WHAT TO DO -> Reproduce the complete listing without any deviation.
::: SOURCE DATA :::
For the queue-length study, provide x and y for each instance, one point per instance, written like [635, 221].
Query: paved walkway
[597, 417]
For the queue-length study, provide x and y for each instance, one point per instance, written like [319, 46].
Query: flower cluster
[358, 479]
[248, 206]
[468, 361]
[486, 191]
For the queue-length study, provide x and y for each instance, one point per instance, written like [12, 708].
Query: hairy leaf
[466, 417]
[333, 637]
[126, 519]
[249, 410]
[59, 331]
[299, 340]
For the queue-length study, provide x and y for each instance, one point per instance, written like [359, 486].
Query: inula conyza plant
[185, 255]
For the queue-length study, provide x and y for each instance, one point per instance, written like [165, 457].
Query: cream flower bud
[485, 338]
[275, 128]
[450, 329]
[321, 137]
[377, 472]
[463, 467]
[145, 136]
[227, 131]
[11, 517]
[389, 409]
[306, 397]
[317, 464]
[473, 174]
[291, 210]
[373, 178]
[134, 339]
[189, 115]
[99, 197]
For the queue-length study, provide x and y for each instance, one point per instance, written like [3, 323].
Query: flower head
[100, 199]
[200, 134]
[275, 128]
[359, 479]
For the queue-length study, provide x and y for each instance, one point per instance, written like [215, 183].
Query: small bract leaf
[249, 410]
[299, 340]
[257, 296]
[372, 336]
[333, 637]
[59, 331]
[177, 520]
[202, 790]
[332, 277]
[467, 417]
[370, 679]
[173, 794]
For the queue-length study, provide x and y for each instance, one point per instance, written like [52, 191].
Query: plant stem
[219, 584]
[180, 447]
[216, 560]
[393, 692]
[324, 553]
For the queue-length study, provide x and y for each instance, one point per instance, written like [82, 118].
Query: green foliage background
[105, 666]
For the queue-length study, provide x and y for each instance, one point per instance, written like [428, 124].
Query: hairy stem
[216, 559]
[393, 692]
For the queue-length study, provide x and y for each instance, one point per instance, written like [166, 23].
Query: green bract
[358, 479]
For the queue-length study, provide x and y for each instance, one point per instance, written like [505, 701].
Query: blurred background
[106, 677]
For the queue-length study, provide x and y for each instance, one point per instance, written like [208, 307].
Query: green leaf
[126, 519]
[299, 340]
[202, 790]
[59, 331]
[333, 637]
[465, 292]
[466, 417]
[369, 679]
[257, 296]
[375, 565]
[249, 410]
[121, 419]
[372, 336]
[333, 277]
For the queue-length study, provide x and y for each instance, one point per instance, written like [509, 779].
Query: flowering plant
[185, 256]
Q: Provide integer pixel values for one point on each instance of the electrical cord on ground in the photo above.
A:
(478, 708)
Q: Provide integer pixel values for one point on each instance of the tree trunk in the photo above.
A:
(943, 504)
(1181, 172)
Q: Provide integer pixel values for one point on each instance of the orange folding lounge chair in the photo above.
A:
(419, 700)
:::
RESULT OF THIS TASK ->
For the queue-length study, provide x and y for each instance, one point per instance, written like [635, 221].
Query: paved walkway
[597, 417]
For the queue-length study, provide x and y for each instance, one point per instance, written like [319, 46].
Query: flower cluster
[358, 479]
[248, 206]
[468, 361]
[486, 191]
For the queue-length study, provide x and y for each instance, one point per instance, written like [12, 708].
Query: hairy leaf
[466, 417]
[333, 637]
[126, 519]
[249, 410]
[59, 331]
[299, 340]
For the queue-length study, provide x and y for each instance, one point per instance, written like [359, 486].
Query: inula conyza plant
[185, 255]
For the queue-length study, provide x and y for each instance, one point per instance, written like [165, 457].
Query: cream flower bud
[485, 338]
[275, 128]
[450, 329]
[321, 137]
[377, 472]
[463, 467]
[145, 136]
[227, 131]
[11, 517]
[389, 409]
[306, 397]
[317, 464]
[473, 174]
[291, 210]
[373, 178]
[134, 339]
[189, 115]
[99, 197]
For the queue-length study, provide x and y for each instance, one point per instance, written like [3, 323].
Query: flower head
[100, 199]
[200, 134]
[275, 128]
[359, 479]
For the queue-length study, provide x and y for each instance, one point per instance, written like [215, 183].
Query: small bract leaf
[249, 410]
[299, 340]
[257, 296]
[372, 336]
[333, 637]
[59, 331]
[177, 520]
[202, 790]
[332, 277]
[467, 417]
[370, 679]
[173, 794]
For the queue-length study, provide x and y for each instance, one point per instance, written like [52, 191].
Query: plant stem
[219, 584]
[180, 447]
[216, 560]
[393, 692]
[324, 553]
For the queue-length study, provide x and y for each instance, one point per instance, written like [82, 118].
Query: green foliage background
[105, 666]
For the queue-length study, provide x and y for each instance, one point per instance, written like [428, 124].
Query: hairy stem
[216, 559]
[393, 692]
For the queue-length study, provide x and y for each instance, one point per instance, written like [166, 23].
Query: green bract
[358, 479]
For the queue-length study, provide x and y for each instance, one point per instance, written like [505, 701].
Query: blurred background
[106, 677]
For the queue-length study, provide x and y for each instance, one point per instance, written like [208, 307].
Query: green leaf
[126, 519]
[299, 340]
[202, 790]
[59, 331]
[333, 637]
[465, 292]
[466, 417]
[369, 679]
[257, 296]
[375, 565]
[249, 410]
[121, 419]
[372, 336]
[333, 277]
For the queue-length study, provide x and y for each instance, one point per instance, written like [509, 779].
Query: flowering plant
[185, 256]
Q: Provide integer pixel values for one point on each instance of the electrical cord on ground in the photo above.
A:
(478, 708)
Q: Provide integer pixel values for one point on each instance of the tree trunk in the photo above.
A:
(943, 504)
(1181, 172)
Q: Provide integer pixel values for one point on each instance of the orange folding lounge chair in the photo above.
A:
(419, 700)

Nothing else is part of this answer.